◆ Data records ◆
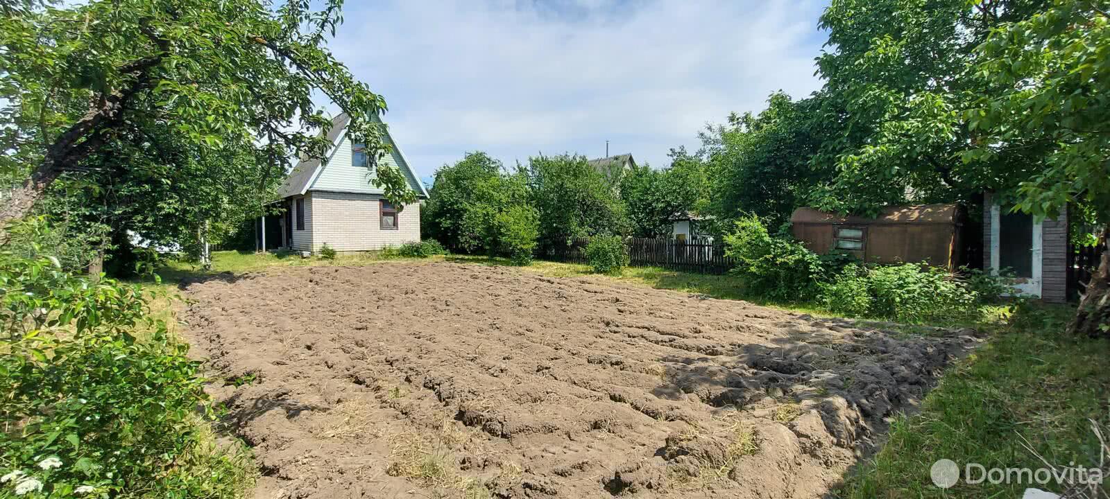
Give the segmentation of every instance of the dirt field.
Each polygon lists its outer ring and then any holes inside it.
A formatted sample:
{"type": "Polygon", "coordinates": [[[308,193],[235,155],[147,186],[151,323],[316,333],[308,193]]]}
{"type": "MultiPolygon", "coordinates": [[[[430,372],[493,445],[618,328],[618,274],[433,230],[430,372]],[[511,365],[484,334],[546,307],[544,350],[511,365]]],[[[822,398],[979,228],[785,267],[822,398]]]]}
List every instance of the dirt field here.
{"type": "Polygon", "coordinates": [[[976,343],[450,263],[185,289],[261,498],[816,498],[976,343]]]}

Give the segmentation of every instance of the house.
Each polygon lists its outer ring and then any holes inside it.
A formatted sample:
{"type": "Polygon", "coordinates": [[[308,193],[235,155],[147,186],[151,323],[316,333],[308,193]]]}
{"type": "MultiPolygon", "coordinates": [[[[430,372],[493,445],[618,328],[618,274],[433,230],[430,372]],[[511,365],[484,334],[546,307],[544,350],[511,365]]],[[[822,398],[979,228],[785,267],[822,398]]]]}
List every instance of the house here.
{"type": "Polygon", "coordinates": [[[632,157],[632,154],[617,154],[615,156],[589,160],[586,163],[594,170],[597,170],[598,173],[605,176],[605,180],[614,185],[620,182],[620,177],[625,172],[636,167],[636,160],[632,157]]]}
{"type": "Polygon", "coordinates": [[[713,235],[707,231],[708,223],[713,221],[709,215],[695,215],[689,212],[677,213],[670,217],[673,223],[670,236],[675,241],[694,242],[703,241],[713,243],[713,235]]]}
{"type": "Polygon", "coordinates": [[[987,193],[981,234],[976,224],[967,222],[962,207],[956,204],[890,206],[875,218],[808,207],[790,215],[794,236],[810,251],[838,249],[867,262],[928,262],[956,269],[976,263],[971,258],[978,256],[971,248],[981,242],[983,269],[1013,273],[1012,285],[1023,295],[1049,303],[1067,299],[1071,253],[1067,211],[1038,221],[1025,213],[1010,213],[987,193]]]}
{"type": "MultiPolygon", "coordinates": [[[[362,252],[420,241],[420,203],[393,205],[371,184],[369,157],[346,134],[350,122],[346,114],[336,116],[325,132],[334,144],[326,159],[301,161],[279,189],[284,215],[276,220],[281,241],[272,246],[315,253],[326,244],[337,252],[362,252]]],[[[382,135],[392,147],[381,163],[400,169],[418,198],[427,198],[392,133],[382,135]]]]}
{"type": "Polygon", "coordinates": [[[957,204],[888,206],[874,218],[800,207],[790,214],[790,232],[818,254],[835,249],[868,263],[956,269],[966,263],[965,218],[957,204]]]}
{"type": "Polygon", "coordinates": [[[1013,285],[1025,295],[1062,303],[1068,297],[1068,211],[1056,218],[1037,220],[1010,213],[996,196],[983,196],[982,267],[998,273],[1008,268],[1013,285]]]}

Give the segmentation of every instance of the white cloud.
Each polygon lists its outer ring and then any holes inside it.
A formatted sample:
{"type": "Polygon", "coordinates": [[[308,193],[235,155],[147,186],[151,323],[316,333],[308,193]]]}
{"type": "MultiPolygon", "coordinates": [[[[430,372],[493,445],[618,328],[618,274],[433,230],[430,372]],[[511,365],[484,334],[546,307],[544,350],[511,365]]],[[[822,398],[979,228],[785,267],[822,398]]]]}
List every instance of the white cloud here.
{"type": "Polygon", "coordinates": [[[819,86],[809,0],[347,6],[332,48],[385,95],[421,175],[474,150],[596,157],[606,139],[663,165],[706,122],[819,86]]]}

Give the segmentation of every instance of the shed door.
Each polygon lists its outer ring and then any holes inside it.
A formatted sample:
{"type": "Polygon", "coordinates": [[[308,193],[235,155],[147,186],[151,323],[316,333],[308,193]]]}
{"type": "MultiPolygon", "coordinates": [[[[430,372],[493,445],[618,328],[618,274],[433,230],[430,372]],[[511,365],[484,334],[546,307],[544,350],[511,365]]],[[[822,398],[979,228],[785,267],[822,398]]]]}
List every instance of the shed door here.
{"type": "MultiPolygon", "coordinates": [[[[1016,275],[1015,287],[1022,294],[1041,294],[1041,222],[1025,213],[1002,213],[990,207],[990,267],[998,273],[1009,268],[1016,275]]],[[[1007,210],[1008,212],[1008,210],[1007,210]]]]}

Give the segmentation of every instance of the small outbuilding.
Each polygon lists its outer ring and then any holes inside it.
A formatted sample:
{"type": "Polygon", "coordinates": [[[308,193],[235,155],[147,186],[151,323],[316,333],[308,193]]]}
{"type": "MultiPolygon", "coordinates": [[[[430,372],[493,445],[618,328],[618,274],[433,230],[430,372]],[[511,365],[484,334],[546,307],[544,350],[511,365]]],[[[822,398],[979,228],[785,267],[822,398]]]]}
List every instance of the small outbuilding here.
{"type": "Polygon", "coordinates": [[[965,263],[963,217],[957,204],[890,206],[875,218],[800,207],[790,224],[814,253],[836,249],[870,263],[928,262],[953,269],[965,263]]]}

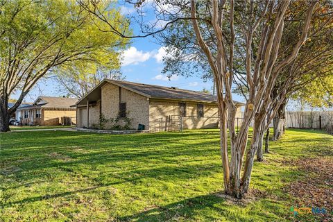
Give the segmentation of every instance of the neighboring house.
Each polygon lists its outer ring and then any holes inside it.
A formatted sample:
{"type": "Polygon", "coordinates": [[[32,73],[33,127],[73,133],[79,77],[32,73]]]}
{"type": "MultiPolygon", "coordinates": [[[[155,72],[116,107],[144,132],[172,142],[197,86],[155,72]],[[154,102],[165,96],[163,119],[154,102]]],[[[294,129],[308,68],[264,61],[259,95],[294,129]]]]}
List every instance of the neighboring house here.
{"type": "MultiPolygon", "coordinates": [[[[19,108],[24,108],[24,107],[26,107],[26,106],[27,106],[27,105],[31,105],[31,104],[32,104],[31,103],[22,102],[22,103],[21,103],[21,105],[19,105],[19,108]]],[[[15,103],[8,103],[8,109],[10,109],[10,108],[11,108],[12,107],[13,107],[14,105],[15,105],[15,103]]],[[[17,119],[17,118],[16,118],[16,112],[14,112],[13,114],[12,114],[12,115],[10,116],[10,119],[17,119]]]]}
{"type": "MultiPolygon", "coordinates": [[[[240,118],[244,104],[235,104],[240,118]]],[[[100,119],[117,117],[131,119],[133,129],[142,124],[146,130],[159,131],[181,124],[188,129],[216,128],[219,124],[216,96],[123,80],[103,80],[76,103],[76,108],[78,127],[99,128],[100,119]]],[[[110,122],[103,123],[103,128],[110,128],[110,122]]]]}
{"type": "Polygon", "coordinates": [[[76,109],[71,105],[77,101],[74,98],[39,96],[33,104],[17,108],[16,119],[29,126],[75,124],[76,109]]]}

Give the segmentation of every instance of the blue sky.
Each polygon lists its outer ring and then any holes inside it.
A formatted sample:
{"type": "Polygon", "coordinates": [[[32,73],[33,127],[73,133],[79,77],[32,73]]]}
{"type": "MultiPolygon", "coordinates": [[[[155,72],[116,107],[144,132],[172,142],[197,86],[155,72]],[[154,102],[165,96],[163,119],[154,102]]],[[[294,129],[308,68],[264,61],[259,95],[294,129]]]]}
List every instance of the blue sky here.
{"type": "MultiPolygon", "coordinates": [[[[130,7],[121,6],[121,11],[124,15],[133,12],[130,7]]],[[[147,19],[151,20],[153,17],[147,15],[147,19]]],[[[134,33],[137,33],[137,27],[133,26],[134,33]]],[[[153,37],[135,38],[123,54],[121,73],[128,81],[153,84],[167,87],[200,91],[203,88],[211,89],[212,82],[203,82],[199,77],[200,74],[189,78],[174,76],[170,79],[162,73],[164,67],[162,58],[166,55],[163,46],[156,43],[153,37]]],[[[38,96],[59,96],[66,94],[60,89],[56,81],[45,79],[40,81],[37,85],[26,97],[26,102],[33,101],[38,96]]],[[[17,96],[12,98],[16,99],[17,96]]],[[[234,95],[234,99],[244,101],[243,98],[234,95]]]]}

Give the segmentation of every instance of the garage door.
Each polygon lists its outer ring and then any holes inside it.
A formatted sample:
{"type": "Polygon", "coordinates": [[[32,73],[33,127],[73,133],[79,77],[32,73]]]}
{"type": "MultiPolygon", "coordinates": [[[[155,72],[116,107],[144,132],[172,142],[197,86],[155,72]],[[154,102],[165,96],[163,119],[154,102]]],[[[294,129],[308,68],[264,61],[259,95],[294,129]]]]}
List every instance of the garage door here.
{"type": "Polygon", "coordinates": [[[87,127],[87,108],[80,108],[79,127],[87,127]]]}

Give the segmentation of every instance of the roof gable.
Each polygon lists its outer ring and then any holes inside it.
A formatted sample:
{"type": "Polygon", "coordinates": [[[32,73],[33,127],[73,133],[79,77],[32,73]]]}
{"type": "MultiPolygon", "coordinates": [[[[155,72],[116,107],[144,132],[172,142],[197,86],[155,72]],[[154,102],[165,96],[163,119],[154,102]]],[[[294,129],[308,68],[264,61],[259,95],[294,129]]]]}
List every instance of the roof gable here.
{"type": "MultiPolygon", "coordinates": [[[[100,88],[105,84],[110,83],[132,91],[144,96],[151,99],[164,100],[177,100],[184,101],[196,101],[201,103],[217,103],[216,96],[202,92],[178,89],[176,87],[167,87],[144,83],[137,83],[123,80],[105,79],[92,89],[87,94],[80,99],[76,104],[83,105],[87,99],[96,100],[101,97],[100,88]]],[[[244,105],[244,103],[234,101],[237,105],[244,105]]]]}

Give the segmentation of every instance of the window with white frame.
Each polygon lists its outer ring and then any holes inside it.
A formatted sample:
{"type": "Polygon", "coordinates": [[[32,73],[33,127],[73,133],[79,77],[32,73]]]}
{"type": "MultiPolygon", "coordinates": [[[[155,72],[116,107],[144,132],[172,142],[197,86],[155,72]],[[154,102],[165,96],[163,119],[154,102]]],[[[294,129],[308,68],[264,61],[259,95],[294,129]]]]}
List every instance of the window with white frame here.
{"type": "Polygon", "coordinates": [[[24,110],[24,119],[29,118],[29,110],[24,110]]]}
{"type": "Polygon", "coordinates": [[[197,110],[198,110],[198,117],[203,117],[203,115],[204,115],[203,104],[198,103],[196,105],[197,105],[197,110]]]}
{"type": "Polygon", "coordinates": [[[40,118],[40,110],[36,110],[36,118],[40,118]]]}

◆ What you will do ◆
Reproduce word for word the lines of the data above, from the line containing "Give the segmentation of every instance of the blue" through the line containing "List every instance of the blue sky here.", inclusive.

◆ Task solution ◆
Give the segmentation of every instance of the blue sky.
Each polygon lists its outer ring and then any holes inside it.
A formatted sample:
{"type": "Polygon", "coordinates": [[[32,73],[33,127],[73,133],[79,77],[32,73]]]}
{"type": "MultiPolygon", "coordinates": [[[[155,72],[116,107],[144,132],[172,142],[197,86],[155,72]],[[154,102],[165,96],[163,119],[154,102]]],[[[294,129],[308,68],[264,61],[259,95],[294,129]]]]}
List every instance of the blue sky here.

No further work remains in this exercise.